WHAT THE TASK REQUIRES: In the records below, find every line that contains "ledge" and list it.

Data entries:
++++++++
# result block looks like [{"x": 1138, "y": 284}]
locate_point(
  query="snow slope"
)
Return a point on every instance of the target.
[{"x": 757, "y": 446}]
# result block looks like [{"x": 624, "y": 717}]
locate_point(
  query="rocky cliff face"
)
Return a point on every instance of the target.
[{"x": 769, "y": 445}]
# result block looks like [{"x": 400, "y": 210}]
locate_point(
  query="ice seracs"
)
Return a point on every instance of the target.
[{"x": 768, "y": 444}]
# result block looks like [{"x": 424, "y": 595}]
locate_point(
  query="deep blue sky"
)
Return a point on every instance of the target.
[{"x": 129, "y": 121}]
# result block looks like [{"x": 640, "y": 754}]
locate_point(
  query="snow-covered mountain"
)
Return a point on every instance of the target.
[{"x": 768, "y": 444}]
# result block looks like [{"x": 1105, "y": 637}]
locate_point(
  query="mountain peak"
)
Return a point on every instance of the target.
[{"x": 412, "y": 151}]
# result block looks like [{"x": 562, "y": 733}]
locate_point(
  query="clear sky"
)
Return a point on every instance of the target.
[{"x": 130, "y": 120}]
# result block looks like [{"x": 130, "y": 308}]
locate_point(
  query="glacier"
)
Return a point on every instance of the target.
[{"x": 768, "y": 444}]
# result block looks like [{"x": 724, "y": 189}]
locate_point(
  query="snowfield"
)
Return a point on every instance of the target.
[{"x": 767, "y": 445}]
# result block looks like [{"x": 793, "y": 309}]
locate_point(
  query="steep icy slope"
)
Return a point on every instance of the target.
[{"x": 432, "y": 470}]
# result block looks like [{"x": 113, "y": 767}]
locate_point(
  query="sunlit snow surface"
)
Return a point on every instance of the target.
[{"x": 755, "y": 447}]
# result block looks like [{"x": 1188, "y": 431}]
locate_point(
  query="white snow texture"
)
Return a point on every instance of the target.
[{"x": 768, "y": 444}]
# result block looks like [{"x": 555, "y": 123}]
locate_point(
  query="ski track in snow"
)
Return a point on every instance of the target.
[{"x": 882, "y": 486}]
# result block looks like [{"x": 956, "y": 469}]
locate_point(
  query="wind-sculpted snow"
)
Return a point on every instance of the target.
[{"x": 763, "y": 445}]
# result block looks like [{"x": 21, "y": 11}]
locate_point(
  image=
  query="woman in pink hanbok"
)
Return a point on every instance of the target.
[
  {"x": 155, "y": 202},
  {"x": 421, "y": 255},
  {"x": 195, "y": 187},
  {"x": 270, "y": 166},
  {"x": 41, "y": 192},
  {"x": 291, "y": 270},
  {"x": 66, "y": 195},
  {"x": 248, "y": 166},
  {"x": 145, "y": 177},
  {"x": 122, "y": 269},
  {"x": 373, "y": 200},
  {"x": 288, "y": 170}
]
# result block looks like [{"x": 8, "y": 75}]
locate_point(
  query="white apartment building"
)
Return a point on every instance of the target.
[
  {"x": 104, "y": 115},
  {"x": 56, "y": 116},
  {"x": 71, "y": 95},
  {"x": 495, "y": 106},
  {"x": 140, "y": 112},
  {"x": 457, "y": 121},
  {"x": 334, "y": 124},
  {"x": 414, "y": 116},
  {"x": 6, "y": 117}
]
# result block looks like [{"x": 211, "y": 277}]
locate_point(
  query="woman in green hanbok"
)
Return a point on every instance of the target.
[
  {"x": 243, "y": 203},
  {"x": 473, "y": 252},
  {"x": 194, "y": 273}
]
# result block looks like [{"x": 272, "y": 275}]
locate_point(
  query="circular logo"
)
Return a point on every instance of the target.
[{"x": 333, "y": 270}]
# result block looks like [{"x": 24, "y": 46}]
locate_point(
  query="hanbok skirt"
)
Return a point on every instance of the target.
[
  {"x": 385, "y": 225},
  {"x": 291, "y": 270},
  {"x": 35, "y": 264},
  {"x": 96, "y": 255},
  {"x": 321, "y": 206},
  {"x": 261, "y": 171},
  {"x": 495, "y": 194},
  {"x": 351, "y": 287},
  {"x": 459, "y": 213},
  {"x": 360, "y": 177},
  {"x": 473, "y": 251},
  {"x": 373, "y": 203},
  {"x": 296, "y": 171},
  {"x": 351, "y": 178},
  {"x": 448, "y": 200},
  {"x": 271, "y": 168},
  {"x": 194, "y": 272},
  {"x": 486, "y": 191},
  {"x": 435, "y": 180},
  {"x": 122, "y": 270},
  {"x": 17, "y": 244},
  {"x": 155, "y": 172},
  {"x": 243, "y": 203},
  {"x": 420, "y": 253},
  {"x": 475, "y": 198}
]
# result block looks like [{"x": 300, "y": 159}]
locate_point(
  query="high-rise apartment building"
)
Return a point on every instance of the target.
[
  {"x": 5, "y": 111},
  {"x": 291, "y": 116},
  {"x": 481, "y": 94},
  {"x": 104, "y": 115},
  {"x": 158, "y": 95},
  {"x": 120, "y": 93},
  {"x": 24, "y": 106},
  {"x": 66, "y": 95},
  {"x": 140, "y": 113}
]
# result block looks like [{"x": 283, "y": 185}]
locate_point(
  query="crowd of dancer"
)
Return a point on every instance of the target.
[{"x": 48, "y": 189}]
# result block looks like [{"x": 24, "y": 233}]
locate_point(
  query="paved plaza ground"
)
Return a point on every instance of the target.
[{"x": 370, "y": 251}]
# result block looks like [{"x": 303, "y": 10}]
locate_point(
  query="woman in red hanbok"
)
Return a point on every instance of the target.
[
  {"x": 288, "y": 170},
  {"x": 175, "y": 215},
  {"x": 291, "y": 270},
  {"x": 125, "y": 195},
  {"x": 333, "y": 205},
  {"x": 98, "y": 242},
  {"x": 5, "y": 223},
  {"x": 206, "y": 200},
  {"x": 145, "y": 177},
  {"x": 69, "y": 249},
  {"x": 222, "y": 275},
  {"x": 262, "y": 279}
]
++++++++
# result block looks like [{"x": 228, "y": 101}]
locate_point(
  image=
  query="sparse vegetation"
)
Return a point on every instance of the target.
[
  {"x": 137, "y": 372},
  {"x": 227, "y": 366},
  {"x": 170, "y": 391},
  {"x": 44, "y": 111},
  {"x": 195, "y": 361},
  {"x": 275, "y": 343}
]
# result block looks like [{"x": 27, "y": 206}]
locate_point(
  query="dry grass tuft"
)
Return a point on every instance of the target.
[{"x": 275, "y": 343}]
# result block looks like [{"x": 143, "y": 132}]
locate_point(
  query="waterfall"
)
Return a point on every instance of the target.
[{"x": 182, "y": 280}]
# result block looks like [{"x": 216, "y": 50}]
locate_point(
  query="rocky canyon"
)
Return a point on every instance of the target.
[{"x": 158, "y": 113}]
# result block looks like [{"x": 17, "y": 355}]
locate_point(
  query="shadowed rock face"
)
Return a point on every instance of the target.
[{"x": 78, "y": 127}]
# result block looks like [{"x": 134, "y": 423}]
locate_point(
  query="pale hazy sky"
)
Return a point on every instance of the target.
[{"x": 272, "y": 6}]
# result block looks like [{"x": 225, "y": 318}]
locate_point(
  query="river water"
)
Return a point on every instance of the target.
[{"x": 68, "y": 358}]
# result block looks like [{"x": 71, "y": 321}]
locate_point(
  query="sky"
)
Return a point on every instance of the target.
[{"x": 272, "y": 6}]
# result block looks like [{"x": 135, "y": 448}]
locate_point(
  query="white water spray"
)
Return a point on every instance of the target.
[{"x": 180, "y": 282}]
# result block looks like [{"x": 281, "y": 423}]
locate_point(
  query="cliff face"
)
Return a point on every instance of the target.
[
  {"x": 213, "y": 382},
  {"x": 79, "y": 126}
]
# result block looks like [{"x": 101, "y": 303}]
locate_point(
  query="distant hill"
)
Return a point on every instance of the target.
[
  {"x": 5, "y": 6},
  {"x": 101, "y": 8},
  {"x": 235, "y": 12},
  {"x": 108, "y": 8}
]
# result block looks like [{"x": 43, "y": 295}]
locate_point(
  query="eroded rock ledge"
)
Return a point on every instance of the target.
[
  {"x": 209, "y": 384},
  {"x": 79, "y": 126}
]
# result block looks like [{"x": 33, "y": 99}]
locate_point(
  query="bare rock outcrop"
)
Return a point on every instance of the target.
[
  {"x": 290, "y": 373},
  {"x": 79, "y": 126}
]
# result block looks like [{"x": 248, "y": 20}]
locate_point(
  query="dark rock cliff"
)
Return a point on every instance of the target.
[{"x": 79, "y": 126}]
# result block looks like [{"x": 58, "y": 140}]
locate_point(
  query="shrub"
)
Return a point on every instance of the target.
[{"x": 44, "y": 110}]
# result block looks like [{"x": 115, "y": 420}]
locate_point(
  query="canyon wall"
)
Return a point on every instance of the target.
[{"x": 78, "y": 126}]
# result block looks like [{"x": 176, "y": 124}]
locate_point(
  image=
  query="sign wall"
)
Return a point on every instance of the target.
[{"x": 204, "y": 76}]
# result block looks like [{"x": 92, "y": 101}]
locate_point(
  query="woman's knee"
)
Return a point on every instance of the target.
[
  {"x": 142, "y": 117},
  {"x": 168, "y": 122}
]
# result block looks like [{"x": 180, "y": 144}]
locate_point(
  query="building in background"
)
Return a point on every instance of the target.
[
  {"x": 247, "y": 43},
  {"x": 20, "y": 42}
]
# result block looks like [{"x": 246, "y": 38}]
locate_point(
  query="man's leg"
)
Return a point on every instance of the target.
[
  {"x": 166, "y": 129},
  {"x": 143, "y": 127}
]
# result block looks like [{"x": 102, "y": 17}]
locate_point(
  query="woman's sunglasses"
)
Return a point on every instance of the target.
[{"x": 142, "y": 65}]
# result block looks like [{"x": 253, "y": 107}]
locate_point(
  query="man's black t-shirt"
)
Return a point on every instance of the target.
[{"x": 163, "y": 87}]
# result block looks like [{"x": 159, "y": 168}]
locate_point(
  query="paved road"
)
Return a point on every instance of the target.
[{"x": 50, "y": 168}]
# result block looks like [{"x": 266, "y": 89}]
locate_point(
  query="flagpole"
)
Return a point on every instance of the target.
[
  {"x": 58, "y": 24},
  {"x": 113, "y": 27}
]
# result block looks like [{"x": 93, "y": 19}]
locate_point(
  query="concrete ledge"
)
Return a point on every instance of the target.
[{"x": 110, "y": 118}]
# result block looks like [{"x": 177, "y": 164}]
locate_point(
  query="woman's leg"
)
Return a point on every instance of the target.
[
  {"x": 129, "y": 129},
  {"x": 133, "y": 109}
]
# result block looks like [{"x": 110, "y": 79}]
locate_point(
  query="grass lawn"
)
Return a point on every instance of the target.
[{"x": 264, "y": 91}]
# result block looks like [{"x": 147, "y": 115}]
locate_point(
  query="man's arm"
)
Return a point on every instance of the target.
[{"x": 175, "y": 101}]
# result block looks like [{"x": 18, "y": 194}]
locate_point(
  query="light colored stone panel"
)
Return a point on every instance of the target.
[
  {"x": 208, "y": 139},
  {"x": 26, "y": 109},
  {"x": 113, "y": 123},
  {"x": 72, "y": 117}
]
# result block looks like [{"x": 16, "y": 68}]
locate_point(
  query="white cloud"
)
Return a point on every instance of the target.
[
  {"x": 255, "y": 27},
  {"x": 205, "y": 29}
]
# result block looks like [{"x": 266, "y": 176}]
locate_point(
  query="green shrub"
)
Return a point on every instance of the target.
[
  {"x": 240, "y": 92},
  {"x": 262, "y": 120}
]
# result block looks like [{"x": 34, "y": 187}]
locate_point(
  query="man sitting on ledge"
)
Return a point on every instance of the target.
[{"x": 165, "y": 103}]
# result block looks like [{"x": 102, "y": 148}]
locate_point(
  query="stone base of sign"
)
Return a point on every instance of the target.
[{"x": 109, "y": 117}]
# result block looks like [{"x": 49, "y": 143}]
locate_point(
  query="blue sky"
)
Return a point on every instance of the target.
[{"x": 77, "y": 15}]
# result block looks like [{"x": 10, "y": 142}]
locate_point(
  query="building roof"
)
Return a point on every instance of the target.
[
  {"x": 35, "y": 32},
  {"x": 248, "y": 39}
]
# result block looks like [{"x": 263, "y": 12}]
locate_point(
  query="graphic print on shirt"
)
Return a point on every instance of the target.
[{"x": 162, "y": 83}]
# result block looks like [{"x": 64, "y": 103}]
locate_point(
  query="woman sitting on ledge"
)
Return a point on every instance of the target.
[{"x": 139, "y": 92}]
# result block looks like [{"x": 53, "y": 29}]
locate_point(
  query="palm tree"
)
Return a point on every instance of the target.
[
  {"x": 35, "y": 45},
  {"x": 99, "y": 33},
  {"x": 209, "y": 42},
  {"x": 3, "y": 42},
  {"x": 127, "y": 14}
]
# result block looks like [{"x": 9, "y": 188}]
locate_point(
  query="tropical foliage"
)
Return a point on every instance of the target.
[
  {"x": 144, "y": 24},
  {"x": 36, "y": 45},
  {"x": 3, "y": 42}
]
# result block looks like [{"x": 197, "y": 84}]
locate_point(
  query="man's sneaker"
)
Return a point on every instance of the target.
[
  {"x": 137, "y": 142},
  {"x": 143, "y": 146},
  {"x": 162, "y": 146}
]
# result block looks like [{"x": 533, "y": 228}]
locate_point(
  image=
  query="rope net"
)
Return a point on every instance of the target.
++++++++
SOLUTION TO THE EXERCISE:
  query="eroded rock ledge"
  query="concrete ledge"
  query="man sitting on ledge"
  query="woman sitting on ledge"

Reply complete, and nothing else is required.